** START OF Excerpt **
Declarative lineage

By integrating Sifflet with your Data stack, you automatically get a global vision of your data lineage, from ingestion to consumption.
In some cases, Sifflet cannot connect to your closed environment or doesn't have enough access to retrieve and compute the lineage. For these cases, you have the possibility to add programmatically the edges in your lineage.

Current scope

FeatureAPI
Create/remove* an edge
- between datasets
- between dataset fields
- between other types (dashboards, etc.)❌ (coming soon)
Create/remove an object
- Create/remove a dataset❌ (coming soon)
- Create/remove an orchestrator node linked to a model

*: As of today, you can only remove manually created edges and not automated computed ones

How to create/remove an edge on your lineage

Two steps are required to declare programmatically an edge:

  1. Generate an Access Token
  2. Create/Remove your edges using Sifflet's API

1. Generate an Access Token

You can find more information on how to generate an Access Token here

2. Create/Remove your edge

You can find the API reference here.
** END OF Excerpt **
** START OF Rows **
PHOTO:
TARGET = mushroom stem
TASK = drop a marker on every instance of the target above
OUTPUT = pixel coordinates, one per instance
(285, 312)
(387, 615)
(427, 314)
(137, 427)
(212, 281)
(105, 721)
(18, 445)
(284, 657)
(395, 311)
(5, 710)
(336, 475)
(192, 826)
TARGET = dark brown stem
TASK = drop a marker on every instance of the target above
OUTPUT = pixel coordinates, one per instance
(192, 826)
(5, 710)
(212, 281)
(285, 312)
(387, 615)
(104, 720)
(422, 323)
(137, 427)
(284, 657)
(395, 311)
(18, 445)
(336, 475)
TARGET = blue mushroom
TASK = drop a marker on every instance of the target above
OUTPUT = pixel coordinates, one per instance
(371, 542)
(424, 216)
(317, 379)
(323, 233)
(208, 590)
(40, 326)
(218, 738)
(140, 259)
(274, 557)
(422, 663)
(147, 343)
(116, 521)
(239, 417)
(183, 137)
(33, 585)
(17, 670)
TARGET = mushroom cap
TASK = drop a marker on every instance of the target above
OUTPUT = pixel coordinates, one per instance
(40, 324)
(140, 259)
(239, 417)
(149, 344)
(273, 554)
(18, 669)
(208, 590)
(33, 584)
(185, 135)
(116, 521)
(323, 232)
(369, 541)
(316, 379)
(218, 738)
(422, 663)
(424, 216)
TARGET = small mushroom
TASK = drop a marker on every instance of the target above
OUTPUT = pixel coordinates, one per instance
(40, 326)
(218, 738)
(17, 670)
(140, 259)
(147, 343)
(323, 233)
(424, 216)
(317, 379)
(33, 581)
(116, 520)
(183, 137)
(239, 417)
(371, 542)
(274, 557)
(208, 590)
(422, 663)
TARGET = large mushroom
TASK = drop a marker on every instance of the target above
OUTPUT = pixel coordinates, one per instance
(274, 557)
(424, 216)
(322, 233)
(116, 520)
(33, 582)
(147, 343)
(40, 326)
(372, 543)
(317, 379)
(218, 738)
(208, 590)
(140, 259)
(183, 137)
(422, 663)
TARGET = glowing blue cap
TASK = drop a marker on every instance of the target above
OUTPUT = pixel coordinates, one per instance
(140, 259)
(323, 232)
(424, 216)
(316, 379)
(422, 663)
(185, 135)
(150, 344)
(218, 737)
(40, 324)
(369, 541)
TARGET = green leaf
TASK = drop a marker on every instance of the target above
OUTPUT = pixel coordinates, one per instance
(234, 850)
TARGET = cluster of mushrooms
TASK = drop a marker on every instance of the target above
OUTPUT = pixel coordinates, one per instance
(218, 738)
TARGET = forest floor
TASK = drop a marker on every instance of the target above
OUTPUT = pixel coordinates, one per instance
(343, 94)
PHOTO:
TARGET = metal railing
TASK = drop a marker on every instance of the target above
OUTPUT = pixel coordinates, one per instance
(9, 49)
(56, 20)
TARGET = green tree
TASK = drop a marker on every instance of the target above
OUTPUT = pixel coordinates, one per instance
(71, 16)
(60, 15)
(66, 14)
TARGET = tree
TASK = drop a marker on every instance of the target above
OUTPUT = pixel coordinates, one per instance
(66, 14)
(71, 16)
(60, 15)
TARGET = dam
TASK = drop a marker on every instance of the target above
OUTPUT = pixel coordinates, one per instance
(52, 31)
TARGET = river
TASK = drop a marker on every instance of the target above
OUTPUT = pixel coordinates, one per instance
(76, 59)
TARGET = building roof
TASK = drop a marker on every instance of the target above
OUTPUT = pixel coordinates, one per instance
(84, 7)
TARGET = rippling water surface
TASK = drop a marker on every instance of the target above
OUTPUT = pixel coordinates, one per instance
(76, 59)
** END OF Rows **
Objective:
Extract the passage of the declarative lineage page between "In some cases, Sifflet" and "in your lineage.", inclusive.

Answer to this exercise:
In some cases, Sifflet cannot connect to your closed environment or doesn't have enough access to retrieve and compute the lineage. For these cases, you have the possibility to add programmatically the edges in your lineage.